__Teks Sumber__:
################

Tingkat apresiasi umat atas KAR dalam memberikan keteladanan hidup rukun cukup tinggi. Hal tersebut ditunjukkan dengan melihat data bahwa hampir dua pertiga responden (63,3%) mengatakan KAR selalu memberikan teladan untuk hidup rukun. Lebih dari dua persepuluh responden (21,7%) mengalami bahwa KAR sering memberikan teladan untuk hidup rukun dengan sesama. Di lain pihak, bagi lebih dari sepersepuluh responden (13,3%) mengatakan KAR dirasakan masih kadang-kadang saja dalam memberikan teladan hidup rukun. Hanya sedikit responden (1,7%) yang mengatakan bahwa KAR tidak pernah memberikan keteladanan dalam mewujudkan kehidupan yang rukun.

Resume Penelitian
Dalam pelayanan bagi kehidupan umat beriman, KAR dipandang oleh umat memiliki peran dalam menciptakan paguyuban. Pelaksanaan peran tersebut dikonkretkan melalui keterlibatan KAR dalam mengajak umat supaya hidup rukun dan untuk hidup lebih baik. Selain itu, berkaitan dengan pelaksanaan pelayanan hidup duniawi yang berkaitan dengan hidup bermasyarakat, KAR dinilai memiliki peran dalam mendorong umat supaya terlibat di masyarakat, yakni dengan mengajak agar terlibat dalam kegiatan ronda malam.
Berbicara tentang pelayanan KAR bagi kehidupan umat beriman, ada kesamaan dengan pendapat P. Van Hooijdonk yang melihat beberapa pelayanan KAR sebagai bentuk kepemimpinan dalam jemaat[39]. Berkat sakramen baptis, kaum awam ikut ambil bagian dalam tugas pelayanan Gereja. Rahmat dalam sakramen baptis memampukan KAR, sebagai kaum awam, memiliki tugas untuk melanjutkan tiga tugas imamat Yesus Kristus, yaitu sebagai imam, nabi dan raja (bdk. Kan 204; LG 31). Pelaksanaan tugas-tugas itu menjadi bentuk kegiatan pelayanan KAR. Kegiatan pelayanan tersebut menunjuk pada keterlibatan mereka bagi kehidupan umat beriman yang memuat tujuan untuk memimpin komunitas Kristiani agar mengarah pada tujuan yang diharapkan.

################

__Petunjuk__:
1. Jawablah pertanyaan berikut berdasarkan teks tentang KAR.
(a) Berapa persen responden yang menyatakan bahwa KAR selalu memberikan teladan untuk hidup rukun?
(b) Kegiatan apa yang disebut sebagai contoh ajakan KAR agar umat terlibat di masyarakat?
(c) Berkat sakramen apa kaum awam ikut ambil bagian dalam tugas pelayanan Gereja?
2. Tuliskan setiap angka persentase responden dalam teks tentang KAR, lengkap dengan pendapat yang diwakili oleh angka tersebut.
3. Lanjutkan teks tentang KAR, dimulai setelah kalimat terakhirnya.

__Kumpulan Data__:
################

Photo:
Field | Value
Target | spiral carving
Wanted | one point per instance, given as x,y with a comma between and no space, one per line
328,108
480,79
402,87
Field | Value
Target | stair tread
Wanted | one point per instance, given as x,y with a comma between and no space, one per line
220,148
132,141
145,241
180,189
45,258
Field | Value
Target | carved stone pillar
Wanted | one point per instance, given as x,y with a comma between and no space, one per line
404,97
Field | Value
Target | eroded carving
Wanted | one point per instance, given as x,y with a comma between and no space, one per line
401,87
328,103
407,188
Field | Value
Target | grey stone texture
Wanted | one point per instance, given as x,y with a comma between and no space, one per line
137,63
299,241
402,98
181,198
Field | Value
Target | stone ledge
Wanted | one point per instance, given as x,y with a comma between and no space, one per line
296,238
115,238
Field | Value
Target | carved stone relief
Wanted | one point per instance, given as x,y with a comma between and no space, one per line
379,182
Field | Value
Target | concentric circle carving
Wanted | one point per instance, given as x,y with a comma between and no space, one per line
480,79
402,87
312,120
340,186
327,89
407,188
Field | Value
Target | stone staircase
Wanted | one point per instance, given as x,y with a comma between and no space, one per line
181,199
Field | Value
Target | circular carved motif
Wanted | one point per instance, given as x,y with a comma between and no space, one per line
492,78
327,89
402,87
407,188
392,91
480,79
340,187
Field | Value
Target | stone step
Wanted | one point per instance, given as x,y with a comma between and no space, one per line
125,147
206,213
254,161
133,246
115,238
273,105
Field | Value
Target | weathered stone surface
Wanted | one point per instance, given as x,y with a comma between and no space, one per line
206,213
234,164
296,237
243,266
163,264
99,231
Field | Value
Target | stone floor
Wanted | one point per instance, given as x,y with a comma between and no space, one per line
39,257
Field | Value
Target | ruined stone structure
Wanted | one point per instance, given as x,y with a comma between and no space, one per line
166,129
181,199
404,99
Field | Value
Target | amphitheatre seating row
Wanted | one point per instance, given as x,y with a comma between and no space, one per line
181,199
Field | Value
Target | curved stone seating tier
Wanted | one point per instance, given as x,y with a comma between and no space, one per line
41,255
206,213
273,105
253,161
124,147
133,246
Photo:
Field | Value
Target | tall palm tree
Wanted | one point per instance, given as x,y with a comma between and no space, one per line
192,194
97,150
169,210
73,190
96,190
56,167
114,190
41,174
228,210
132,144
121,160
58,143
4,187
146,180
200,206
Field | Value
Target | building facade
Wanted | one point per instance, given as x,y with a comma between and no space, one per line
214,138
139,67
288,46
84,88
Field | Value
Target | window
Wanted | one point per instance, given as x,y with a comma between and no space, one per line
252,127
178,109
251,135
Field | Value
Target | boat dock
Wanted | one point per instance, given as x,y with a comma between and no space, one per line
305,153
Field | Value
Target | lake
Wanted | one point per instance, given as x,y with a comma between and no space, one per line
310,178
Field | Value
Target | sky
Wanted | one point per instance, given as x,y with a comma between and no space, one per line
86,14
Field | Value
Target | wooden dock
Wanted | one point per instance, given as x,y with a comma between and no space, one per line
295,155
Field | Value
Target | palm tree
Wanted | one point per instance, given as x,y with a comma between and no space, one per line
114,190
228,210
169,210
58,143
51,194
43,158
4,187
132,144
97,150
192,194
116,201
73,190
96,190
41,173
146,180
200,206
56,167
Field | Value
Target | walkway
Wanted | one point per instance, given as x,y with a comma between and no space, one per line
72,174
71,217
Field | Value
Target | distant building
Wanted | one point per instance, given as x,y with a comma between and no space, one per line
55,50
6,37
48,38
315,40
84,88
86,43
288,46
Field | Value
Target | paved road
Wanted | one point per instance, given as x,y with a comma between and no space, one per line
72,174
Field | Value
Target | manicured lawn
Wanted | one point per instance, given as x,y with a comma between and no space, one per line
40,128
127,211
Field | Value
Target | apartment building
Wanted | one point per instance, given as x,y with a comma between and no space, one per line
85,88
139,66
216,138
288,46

################

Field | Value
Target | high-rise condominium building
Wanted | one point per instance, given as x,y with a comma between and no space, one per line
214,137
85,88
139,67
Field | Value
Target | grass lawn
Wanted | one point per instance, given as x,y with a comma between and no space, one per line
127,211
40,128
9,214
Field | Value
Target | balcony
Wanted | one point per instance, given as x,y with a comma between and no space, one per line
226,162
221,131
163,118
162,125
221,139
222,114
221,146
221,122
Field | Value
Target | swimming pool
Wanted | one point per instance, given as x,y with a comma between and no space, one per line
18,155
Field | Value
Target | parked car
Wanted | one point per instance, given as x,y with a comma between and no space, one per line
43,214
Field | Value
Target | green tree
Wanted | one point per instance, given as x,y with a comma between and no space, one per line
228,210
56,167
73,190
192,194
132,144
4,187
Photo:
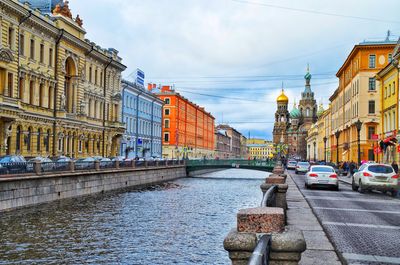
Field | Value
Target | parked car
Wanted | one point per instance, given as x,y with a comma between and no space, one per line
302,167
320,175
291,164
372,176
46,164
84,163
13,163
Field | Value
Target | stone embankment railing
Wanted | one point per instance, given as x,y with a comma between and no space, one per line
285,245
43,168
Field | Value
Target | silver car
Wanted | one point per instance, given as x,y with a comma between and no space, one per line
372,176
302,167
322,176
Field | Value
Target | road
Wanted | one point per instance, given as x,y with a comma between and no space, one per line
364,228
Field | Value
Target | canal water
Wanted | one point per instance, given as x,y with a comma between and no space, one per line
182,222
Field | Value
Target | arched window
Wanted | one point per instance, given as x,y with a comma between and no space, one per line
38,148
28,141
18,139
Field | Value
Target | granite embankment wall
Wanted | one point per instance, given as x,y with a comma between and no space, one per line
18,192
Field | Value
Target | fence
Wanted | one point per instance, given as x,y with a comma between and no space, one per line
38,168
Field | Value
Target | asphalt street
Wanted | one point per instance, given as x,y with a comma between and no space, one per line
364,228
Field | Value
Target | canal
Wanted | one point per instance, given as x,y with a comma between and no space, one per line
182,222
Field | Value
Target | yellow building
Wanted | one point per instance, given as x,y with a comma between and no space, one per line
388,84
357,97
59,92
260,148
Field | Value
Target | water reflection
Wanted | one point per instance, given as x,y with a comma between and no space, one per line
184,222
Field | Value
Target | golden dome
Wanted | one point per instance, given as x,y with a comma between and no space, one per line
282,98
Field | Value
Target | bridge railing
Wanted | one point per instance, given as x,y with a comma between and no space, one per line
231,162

################

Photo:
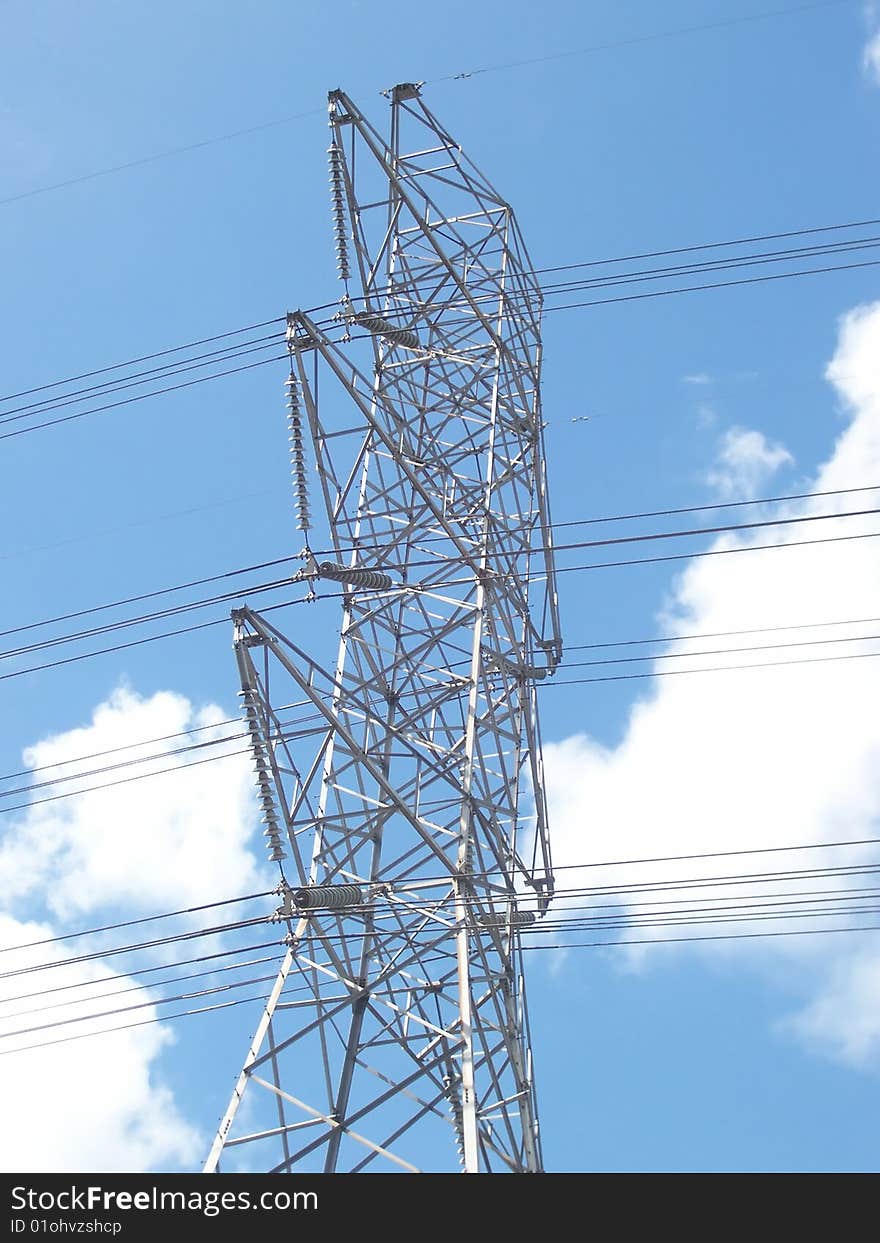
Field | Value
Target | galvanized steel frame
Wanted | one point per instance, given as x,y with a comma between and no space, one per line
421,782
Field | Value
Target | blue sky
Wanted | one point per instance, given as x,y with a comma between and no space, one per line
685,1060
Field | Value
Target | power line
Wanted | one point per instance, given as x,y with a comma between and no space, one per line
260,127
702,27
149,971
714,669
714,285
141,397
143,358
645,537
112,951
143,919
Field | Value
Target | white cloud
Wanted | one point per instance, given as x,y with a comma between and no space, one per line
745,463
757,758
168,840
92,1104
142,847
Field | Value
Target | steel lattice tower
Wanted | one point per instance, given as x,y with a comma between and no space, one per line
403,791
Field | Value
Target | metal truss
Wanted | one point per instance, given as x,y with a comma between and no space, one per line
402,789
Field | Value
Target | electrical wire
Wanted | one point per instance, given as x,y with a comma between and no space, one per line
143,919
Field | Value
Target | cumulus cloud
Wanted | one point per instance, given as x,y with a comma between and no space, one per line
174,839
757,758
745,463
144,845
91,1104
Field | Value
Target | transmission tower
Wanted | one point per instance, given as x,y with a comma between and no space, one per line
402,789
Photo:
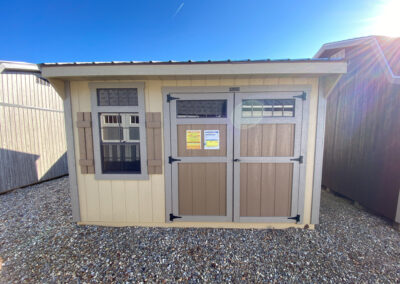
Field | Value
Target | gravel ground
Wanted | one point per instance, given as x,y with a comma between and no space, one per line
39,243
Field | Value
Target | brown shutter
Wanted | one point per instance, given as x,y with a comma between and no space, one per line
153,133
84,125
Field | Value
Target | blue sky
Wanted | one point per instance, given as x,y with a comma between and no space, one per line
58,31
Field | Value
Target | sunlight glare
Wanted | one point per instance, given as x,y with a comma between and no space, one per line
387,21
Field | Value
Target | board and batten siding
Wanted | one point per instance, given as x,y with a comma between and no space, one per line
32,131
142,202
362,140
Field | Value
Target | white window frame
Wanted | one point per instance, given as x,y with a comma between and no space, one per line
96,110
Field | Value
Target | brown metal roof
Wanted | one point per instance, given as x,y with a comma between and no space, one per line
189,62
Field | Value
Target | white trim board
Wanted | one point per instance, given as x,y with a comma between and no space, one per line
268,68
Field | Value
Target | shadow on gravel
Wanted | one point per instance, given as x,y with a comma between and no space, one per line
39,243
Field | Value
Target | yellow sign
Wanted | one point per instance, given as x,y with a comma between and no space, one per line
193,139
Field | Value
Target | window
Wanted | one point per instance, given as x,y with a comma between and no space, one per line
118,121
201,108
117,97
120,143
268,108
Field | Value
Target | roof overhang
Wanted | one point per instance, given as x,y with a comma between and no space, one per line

################

__Jawaban__:
1.
(a) Sebanyak 63,3% responden.
(b) Kegiatan ronda malam.
(c) Sakramen baptis.

2.
63,3%: KAR selalu memberikan teladan untuk hidup rukun.
21,7%: KAR sering memberikan teladan untuk hidup rukun dengan sesama.
13,3%: KAR masih kadang-kadang saja memberikan teladan hidup rukun.
1,7%: KAR tidak pernah memberikan keteladanan dalam mewujudkan kehidupan yang rukun.

3.
Model kepemimpinan yang dimiliki oleh para anggota KAR dalam tugas pelayanan adalah kepemimpinan pelayanan (servant leadership). Model kepemimpinan ini – dalam pelaksanaannya – memiliki tujuh kualitas yang harus dinyatakan, yakni: memiliki kasih yang murni, memiliki kerendahan hati, mengutamakan orang lain, memiliki visi, memberikan kepercayaan, memberdayakan dan melayani. Berdasarkan hasil data penelitian, model kepemimpinan tersebut – yang ditunjukkan dengan dua kualitas kepemimpinan, yakni: kasih dan kerendahan hati – sungguh nampak bagi umat.
Berkaitan dengan kepemimpinan pelayanan (servant leadership), data menunjukkan bahwa para anggota KAR sudah menunjukkannya; sekalipun konsep kepemimpinan ini belum mereka kenali atau sadari. Sebagai model kepemimpinan yang mengambil dari inspirasi Yesus Kristus[40], kepemimpinan pelayanan sungguh tepat jika dijadikan model kepemimpinan KAR; mengingat bahwa KAR adalah para pemimpin lokal bagi umat di tingkat lingkungan maupun paroki. Berpola pada kepemimpinan Yesus Kristus, sebagai Pemimpin yang melayani, kepemimpinan anggota KAR akan mengalir dari rasa cinta yang tulus untuk melayani orang-orang yang dipimpin. Tanpa semangat pelayanan, KAR hanya akan melihat orang-orang yang ia pimpin sebagai “obyek” dari kepemimpinannya atau sebatas tenaga kerja untuk menjalankan sebuah institusi.
Patut untuk diapresiasi atas keikutsertaan anggota KAR dalam pertemuan rutin (lih. Tabel 4.6); meski tidak semua. Melalui pertemuan itu, setiap anggota KAR diberi pembekalan sehingga dapat memiliki kualitas dan keterampilan yang lebih baik dalam memberikan pelayanan. Untuk mendukung itu semua, peran paroki tidak dapat dipisahkan. Paroki, dalam hal ini adalah romo paroki dan DPP, sebenarnya memiliki tempat penting bagi KAR. Hal ini dapat dikonkretkan dengan tidak hanya memberikan pembekalan, tetapi juga berani untuk lebih memperhatikan kesejahteraan KAR.
Data hasil penelitian menunjukkan bahwa pelayanan KAR sungguh diapresiasi oleh umat. Umat yang menjadi responden penelitian menilai bahwa kehadiran KAR dalam pelayanannya ternyata tidak hanya memenuhi kebutuhan pastoral, melainkan juga memberikan keteladanan yang baik. Bentuk-bentuk keteladanan itu meliputi upaya dalam membangun hidup rukun.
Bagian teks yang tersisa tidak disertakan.